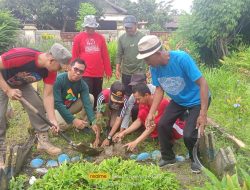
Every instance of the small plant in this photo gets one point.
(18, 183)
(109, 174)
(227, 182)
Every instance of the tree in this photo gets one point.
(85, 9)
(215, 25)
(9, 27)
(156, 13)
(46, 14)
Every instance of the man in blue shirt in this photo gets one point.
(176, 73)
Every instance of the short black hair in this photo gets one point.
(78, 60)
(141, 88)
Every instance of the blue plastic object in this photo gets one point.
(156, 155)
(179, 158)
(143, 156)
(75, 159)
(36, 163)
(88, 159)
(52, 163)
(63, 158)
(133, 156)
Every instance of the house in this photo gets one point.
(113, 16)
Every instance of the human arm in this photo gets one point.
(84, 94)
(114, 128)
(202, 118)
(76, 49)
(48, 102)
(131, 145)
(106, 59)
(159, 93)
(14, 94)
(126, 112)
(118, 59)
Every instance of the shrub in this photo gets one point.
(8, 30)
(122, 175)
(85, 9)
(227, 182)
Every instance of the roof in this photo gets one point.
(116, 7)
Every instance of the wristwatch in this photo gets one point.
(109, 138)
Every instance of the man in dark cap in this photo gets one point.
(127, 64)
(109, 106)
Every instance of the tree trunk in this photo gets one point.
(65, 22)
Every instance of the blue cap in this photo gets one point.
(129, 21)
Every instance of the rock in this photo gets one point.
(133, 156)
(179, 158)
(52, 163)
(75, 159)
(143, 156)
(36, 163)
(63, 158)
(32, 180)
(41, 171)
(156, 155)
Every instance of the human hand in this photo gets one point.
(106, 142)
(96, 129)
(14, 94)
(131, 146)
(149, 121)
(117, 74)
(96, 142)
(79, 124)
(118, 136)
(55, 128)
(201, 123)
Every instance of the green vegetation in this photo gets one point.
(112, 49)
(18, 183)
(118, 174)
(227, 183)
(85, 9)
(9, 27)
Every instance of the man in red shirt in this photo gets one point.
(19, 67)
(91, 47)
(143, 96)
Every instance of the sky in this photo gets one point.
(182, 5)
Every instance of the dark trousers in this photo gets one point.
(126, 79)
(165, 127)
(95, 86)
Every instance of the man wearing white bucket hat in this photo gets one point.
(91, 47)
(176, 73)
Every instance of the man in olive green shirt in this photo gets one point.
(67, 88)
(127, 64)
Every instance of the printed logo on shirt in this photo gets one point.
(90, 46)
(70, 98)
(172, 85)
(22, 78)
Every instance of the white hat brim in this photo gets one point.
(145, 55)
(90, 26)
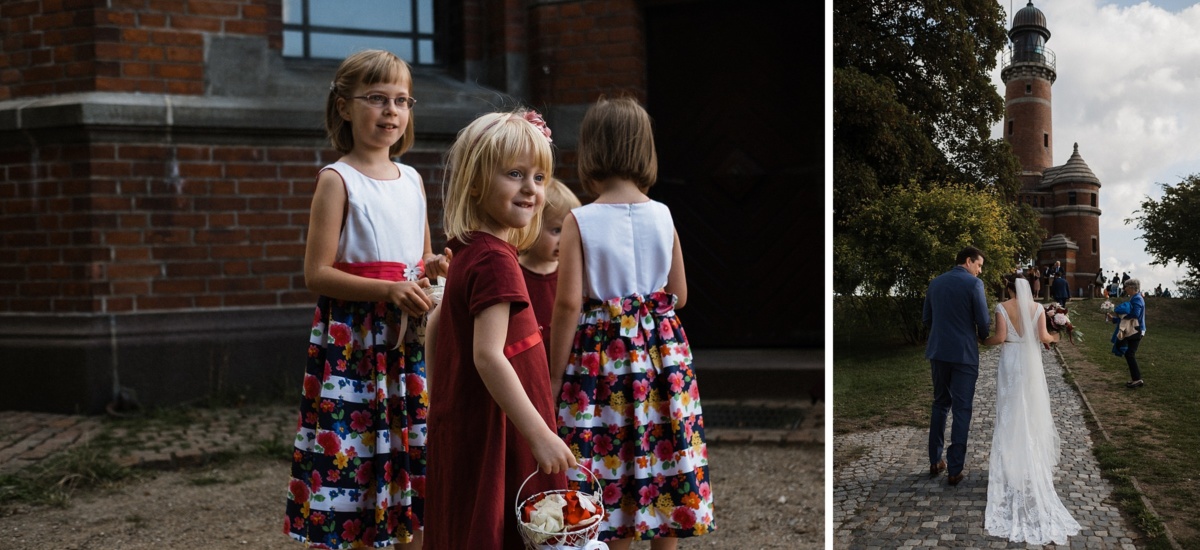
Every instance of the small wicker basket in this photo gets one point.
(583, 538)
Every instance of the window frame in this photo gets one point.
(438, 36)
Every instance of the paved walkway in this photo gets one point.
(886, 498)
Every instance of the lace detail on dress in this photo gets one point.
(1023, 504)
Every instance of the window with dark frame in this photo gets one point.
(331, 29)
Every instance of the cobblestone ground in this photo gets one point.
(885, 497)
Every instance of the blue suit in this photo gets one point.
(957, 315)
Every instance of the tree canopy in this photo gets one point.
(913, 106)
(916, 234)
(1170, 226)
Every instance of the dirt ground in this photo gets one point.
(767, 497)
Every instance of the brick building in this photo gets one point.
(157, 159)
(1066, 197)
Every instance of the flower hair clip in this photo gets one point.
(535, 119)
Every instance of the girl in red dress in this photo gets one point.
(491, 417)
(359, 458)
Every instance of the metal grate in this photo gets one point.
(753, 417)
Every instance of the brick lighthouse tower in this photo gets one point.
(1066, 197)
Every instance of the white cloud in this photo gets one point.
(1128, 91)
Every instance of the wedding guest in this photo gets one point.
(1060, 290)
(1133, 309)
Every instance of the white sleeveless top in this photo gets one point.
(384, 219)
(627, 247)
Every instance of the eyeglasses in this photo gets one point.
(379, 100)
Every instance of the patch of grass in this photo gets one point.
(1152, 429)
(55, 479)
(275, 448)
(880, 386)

* * *

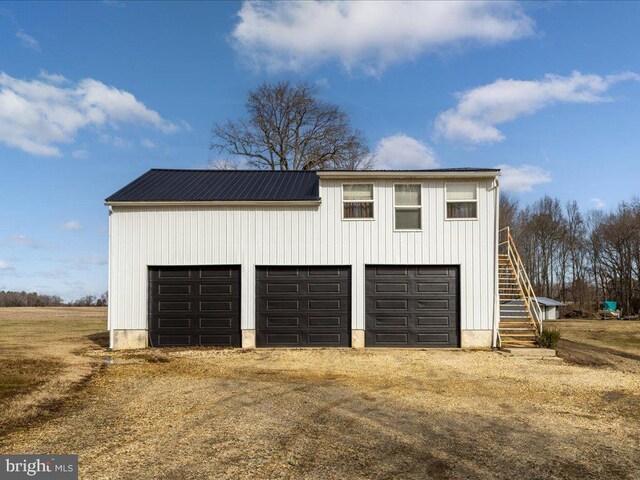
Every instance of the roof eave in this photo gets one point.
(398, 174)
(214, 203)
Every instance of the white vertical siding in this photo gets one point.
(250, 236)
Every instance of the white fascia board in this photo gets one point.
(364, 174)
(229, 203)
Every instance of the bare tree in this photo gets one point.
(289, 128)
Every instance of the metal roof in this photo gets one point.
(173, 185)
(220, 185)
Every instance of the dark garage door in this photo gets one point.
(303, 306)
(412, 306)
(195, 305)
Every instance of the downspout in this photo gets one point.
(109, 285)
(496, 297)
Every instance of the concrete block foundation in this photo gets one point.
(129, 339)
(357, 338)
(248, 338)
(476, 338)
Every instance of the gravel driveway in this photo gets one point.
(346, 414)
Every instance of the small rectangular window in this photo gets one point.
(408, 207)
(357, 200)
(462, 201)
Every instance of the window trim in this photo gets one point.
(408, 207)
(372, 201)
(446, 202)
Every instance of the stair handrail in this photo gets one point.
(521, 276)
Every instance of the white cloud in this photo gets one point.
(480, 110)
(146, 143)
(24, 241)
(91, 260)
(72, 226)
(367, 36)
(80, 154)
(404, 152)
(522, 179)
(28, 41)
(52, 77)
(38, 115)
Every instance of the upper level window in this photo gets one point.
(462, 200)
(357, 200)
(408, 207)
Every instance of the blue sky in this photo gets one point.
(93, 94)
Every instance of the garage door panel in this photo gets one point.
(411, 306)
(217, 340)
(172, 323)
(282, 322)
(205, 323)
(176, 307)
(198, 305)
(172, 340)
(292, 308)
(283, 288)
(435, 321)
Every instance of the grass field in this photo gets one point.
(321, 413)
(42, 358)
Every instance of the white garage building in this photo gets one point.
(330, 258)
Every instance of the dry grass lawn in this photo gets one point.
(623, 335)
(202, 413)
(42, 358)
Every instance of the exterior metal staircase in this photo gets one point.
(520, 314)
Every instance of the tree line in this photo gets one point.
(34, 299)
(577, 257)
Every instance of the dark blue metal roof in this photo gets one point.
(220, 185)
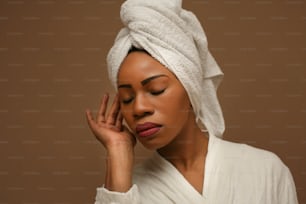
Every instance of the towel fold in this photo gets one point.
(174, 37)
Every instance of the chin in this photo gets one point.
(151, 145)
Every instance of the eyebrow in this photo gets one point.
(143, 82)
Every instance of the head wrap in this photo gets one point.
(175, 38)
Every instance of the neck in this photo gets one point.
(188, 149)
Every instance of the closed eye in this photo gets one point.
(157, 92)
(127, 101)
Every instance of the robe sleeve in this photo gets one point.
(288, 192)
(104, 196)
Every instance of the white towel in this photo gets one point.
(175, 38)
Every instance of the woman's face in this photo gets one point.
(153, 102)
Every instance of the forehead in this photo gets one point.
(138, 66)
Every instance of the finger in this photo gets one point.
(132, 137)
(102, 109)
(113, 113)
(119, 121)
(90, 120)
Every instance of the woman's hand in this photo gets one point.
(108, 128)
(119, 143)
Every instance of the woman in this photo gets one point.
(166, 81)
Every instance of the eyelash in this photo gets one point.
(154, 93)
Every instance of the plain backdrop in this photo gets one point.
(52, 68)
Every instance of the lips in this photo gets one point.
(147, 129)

## Exercise details
Pick out every line of the rows above that contains the word "shirt", and copy each of those lines. Matching is case-sensitive.

## Final result
Every instance of the man in blue shirt in this photo gets one point.
Every instance of the man in red shirt in this photo gets one point.
Every instance of the man in olive green shirt in this photo gets one point.
Every instance of the printed logo on shirt in this photo gets one point.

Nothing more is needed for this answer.